== Task input
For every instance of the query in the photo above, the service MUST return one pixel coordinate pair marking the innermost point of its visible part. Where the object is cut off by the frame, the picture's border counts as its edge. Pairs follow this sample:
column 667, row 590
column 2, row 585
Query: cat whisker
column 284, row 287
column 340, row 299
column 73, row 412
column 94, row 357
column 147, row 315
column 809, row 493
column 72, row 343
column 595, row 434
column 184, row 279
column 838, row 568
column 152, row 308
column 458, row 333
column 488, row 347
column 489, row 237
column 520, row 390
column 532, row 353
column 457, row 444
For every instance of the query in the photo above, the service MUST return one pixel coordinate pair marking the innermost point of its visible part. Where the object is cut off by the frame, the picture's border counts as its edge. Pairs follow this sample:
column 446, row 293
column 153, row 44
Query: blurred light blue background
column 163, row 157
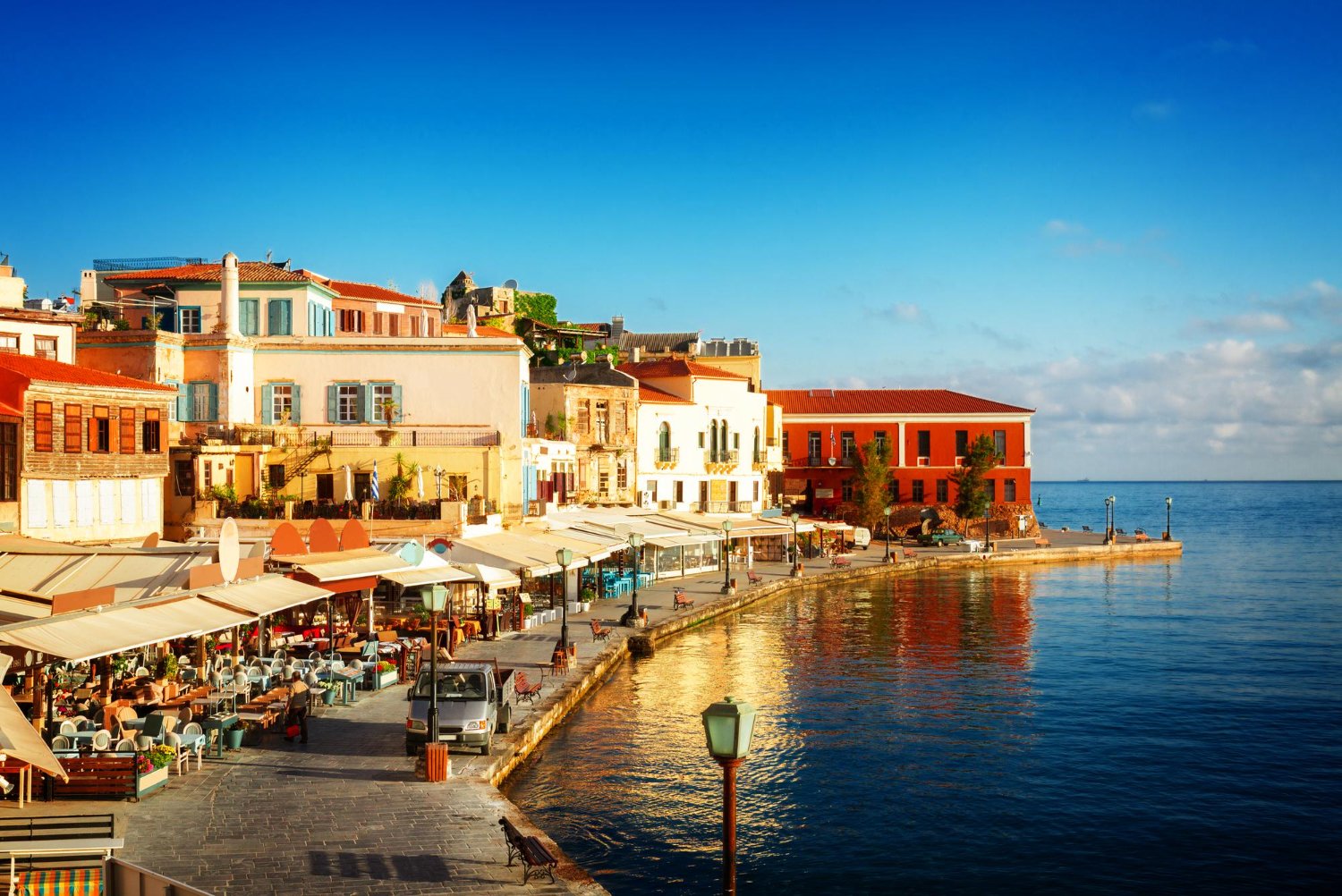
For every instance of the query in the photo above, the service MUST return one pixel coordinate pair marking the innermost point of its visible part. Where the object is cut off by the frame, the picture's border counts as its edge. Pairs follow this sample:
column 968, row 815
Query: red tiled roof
column 654, row 396
column 43, row 370
column 885, row 402
column 666, row 368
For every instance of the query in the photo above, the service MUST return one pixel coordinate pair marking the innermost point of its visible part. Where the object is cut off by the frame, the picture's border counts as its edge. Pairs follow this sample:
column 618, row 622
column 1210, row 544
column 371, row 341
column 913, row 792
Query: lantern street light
column 796, row 545
column 726, row 555
column 727, row 727
column 636, row 544
column 888, row 511
column 564, row 557
column 435, row 600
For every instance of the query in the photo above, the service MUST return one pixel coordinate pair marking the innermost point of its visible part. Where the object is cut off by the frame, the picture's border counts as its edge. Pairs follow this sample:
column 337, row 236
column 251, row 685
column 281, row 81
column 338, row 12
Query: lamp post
column 727, row 727
column 564, row 557
column 435, row 600
column 726, row 555
column 796, row 545
column 888, row 511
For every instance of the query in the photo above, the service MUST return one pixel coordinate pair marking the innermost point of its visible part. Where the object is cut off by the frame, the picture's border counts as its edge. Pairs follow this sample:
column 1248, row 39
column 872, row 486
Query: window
column 190, row 317
column 279, row 317
column 74, row 428
column 8, row 461
column 99, row 431
column 126, row 435
column 42, row 426
column 149, row 431
column 249, row 317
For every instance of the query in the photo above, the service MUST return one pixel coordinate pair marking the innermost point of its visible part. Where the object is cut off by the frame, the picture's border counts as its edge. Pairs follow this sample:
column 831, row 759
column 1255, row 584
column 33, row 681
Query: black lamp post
column 888, row 511
column 729, row 726
column 796, row 545
column 564, row 557
column 434, row 601
column 726, row 555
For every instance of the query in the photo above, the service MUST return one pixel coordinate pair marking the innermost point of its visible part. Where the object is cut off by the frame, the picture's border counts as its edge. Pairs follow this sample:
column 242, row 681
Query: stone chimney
column 228, row 295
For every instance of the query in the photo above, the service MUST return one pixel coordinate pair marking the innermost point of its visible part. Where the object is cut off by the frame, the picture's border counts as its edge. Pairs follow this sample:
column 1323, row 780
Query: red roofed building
column 82, row 452
column 930, row 431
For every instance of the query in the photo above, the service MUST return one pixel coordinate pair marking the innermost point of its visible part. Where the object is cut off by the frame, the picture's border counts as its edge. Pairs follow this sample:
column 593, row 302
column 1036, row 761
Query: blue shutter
column 184, row 402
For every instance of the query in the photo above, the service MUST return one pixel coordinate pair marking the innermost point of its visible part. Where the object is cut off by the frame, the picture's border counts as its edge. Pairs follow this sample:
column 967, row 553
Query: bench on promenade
column 536, row 858
column 523, row 689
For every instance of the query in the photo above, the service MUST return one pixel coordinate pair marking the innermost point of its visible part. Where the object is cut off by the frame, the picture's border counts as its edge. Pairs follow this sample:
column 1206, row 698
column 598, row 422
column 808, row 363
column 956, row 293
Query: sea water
column 1169, row 724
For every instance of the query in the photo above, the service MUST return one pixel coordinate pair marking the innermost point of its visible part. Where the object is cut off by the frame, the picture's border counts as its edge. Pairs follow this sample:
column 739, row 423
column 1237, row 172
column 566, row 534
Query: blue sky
column 1124, row 215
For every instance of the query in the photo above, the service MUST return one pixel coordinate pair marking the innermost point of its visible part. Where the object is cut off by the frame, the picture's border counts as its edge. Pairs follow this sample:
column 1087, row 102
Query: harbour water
column 1137, row 726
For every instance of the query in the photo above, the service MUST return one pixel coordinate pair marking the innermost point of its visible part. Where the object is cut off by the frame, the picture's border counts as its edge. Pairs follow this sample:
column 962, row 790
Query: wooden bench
column 533, row 853
column 523, row 689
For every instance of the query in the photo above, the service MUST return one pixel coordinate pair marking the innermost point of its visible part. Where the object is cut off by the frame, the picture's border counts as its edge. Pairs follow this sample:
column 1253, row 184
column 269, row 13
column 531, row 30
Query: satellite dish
column 228, row 550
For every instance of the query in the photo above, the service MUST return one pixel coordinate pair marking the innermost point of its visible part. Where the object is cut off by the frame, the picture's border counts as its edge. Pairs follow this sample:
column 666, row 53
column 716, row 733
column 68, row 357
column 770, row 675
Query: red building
column 930, row 431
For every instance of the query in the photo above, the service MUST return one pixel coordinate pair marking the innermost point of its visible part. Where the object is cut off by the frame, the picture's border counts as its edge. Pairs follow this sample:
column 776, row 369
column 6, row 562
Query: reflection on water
column 883, row 707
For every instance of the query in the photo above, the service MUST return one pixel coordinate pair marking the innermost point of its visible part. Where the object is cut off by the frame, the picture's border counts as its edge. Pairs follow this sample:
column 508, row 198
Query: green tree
column 972, row 499
column 871, row 482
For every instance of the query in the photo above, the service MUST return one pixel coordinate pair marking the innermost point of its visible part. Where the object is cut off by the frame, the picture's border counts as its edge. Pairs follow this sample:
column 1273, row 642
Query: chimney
column 228, row 295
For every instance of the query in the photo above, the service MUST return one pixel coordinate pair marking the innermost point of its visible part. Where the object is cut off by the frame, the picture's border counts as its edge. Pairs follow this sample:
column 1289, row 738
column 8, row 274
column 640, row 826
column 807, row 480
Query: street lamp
column 796, row 546
column 888, row 511
column 727, row 727
column 726, row 555
column 435, row 600
column 564, row 557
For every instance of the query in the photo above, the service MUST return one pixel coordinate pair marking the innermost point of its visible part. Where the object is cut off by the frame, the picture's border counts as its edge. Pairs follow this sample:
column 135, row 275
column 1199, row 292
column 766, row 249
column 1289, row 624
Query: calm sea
column 1141, row 726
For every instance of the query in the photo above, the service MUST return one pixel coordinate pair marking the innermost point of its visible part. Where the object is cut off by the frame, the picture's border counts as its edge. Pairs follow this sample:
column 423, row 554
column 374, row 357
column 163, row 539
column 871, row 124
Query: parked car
column 939, row 537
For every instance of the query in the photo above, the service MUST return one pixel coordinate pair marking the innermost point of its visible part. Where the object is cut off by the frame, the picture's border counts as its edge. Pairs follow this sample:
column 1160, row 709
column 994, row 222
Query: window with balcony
column 42, row 427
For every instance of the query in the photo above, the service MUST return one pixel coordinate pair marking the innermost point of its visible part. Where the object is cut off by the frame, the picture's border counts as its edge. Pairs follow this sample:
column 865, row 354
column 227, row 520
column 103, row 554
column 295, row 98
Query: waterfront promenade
column 346, row 815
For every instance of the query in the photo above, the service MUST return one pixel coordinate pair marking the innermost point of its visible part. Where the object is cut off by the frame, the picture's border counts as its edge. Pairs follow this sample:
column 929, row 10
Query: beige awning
column 83, row 635
column 265, row 596
column 21, row 740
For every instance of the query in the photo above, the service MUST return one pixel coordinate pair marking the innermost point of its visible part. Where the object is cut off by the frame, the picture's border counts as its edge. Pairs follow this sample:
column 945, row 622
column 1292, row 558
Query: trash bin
column 437, row 765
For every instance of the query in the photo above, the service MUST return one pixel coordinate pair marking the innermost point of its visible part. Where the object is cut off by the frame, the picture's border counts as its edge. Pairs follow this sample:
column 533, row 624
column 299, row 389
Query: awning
column 337, row 565
column 265, row 596
column 83, row 635
column 21, row 740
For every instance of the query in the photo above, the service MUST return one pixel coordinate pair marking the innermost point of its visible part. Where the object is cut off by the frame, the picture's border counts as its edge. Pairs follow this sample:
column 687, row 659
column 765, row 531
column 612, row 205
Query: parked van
column 469, row 700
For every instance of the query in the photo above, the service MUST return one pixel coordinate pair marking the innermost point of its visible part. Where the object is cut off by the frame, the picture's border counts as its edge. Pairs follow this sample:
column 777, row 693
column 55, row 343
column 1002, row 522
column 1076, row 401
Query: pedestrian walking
column 300, row 697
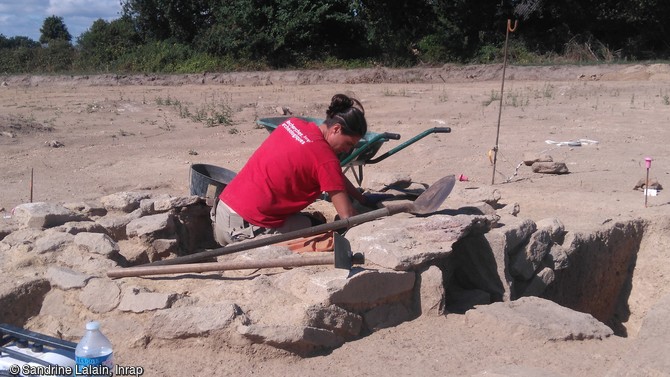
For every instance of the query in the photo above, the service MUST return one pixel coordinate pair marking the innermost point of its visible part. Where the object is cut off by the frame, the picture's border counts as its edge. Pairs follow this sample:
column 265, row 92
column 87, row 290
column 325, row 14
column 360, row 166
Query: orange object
====
| Aim |
Count the lines in the records above that contain the word "blue". Reply with only that number.

| Final answer |
3